Task directions ▸ Out of the lines below, please list those that hold the string "water".

(Referring expression grounding data)

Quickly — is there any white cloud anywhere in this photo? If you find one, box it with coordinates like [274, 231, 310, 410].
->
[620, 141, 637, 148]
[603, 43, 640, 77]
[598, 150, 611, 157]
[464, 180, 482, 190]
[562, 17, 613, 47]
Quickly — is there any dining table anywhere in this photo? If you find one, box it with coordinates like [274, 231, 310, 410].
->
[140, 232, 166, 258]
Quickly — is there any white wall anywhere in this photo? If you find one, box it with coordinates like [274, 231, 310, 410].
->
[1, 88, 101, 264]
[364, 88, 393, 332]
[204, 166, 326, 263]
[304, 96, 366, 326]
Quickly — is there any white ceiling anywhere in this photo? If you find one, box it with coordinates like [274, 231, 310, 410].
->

---

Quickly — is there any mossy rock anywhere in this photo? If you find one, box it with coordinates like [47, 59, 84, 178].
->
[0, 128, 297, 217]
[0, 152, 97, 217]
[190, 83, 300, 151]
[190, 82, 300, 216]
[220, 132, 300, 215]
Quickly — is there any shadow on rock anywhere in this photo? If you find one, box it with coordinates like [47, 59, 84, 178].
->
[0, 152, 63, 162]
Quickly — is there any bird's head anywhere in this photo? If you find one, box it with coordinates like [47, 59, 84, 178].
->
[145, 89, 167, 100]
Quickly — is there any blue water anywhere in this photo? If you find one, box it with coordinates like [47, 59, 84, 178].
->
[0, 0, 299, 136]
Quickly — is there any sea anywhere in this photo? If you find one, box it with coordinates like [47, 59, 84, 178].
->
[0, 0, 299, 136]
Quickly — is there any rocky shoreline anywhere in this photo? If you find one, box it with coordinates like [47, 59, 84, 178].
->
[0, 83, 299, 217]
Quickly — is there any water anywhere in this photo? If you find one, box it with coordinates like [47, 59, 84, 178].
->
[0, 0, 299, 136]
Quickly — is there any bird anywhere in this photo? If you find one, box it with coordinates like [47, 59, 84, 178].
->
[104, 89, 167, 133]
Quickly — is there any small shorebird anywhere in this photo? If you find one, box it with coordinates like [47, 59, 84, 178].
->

Your solution ▸
Quickly — is there any blue water anywhere in this photo? If you find one, box it with coordinates like [47, 59, 84, 178].
Quickly — is there any water anywhere in this photo? If you find one, box it with coordinates like [47, 59, 84, 178].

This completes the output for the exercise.